-- start Information shown --

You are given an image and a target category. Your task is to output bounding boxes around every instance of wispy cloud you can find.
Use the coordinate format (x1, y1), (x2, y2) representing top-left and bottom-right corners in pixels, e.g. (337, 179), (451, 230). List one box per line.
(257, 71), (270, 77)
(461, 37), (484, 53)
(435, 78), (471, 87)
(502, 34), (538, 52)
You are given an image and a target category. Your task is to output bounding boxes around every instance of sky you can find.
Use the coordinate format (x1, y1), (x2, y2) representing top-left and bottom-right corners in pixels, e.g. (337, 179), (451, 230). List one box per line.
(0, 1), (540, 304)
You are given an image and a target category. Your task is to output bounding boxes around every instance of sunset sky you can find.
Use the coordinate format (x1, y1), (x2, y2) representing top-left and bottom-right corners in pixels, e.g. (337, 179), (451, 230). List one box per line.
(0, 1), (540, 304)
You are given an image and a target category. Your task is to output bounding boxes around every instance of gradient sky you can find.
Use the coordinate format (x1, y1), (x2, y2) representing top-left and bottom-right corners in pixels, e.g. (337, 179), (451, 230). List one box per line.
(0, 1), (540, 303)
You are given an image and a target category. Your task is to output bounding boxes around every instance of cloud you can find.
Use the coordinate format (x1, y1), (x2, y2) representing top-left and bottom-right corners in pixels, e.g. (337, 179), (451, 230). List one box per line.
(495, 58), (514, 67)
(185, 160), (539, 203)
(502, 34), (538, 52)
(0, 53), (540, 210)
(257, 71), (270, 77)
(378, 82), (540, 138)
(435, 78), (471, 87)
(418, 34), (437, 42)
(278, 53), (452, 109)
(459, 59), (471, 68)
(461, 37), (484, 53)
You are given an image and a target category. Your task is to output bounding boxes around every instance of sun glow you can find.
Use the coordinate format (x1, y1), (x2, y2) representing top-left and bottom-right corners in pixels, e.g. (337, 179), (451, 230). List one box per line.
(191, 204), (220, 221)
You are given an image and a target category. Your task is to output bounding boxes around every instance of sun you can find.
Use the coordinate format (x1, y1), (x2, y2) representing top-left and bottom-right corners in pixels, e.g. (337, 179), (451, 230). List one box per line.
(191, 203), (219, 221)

-- end Information shown --

▶ **Short exercise**:
Rewrite the lines of the entries, everything from the line containing "gradient sky you can find." down to the line containing "(0, 1), (540, 303)", as a Markdown table with the columns "Row" and "Line", leaving out any blank lines.

▶ **Final result**:
| Row | Line |
|---|---|
| 1 | You are given an image and a target category. Your task is to output bounding boxes around every instance of gradient sky you can find. |
| 2 | Use the coordinate format (x1, y1), (x2, y2) representing top-left and bottom-right corners in pixels, e.g. (337, 179), (451, 230). List one box per line. |
| 3 | (0, 1), (540, 303) |